◆ **EXERCISE DETAILS**: Could you put the lines below, from the line with "boat in this photo." up to and including the line with "[(400, 278)]", into a JSON list of strings, one string per line with blank lines left out?

━━━━━ TASK INPUTS

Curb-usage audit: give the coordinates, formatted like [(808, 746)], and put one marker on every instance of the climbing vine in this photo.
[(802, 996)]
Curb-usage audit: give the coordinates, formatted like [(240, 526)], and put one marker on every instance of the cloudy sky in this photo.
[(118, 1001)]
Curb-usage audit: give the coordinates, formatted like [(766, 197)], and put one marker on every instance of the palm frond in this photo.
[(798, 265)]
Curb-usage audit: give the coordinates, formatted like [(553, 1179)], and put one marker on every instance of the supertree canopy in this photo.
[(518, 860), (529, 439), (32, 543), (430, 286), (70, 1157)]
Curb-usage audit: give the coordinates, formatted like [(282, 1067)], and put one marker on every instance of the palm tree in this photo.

━━━━━━━━━━
━━━━━ TASK INPUTS

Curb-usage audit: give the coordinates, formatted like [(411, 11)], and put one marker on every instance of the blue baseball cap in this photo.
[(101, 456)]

━━━━━━━━━━
━━━━━ TASK INPUTS

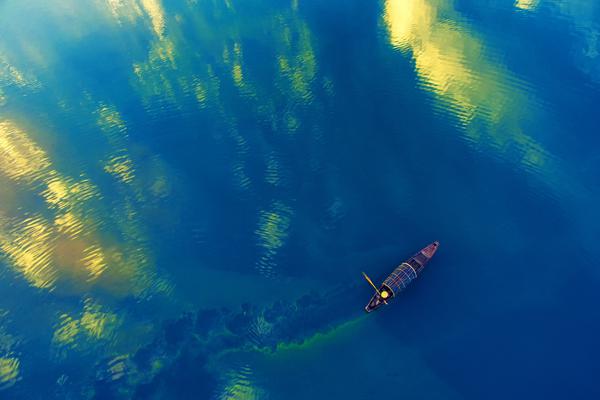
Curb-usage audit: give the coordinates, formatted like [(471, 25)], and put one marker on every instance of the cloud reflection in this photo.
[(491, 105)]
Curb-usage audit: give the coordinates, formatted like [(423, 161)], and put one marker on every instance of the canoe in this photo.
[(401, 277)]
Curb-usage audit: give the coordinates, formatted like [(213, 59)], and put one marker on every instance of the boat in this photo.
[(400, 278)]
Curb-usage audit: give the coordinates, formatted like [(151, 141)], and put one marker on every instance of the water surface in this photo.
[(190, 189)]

━━━━━━━━━━

◆ **RESULT OF THE TASK**:
[
  "Curb-usage audit: give the coordinates, formatted like [(213, 59)], and put one marker on every instance of the boat in this photo.",
  "[(400, 278)]"
]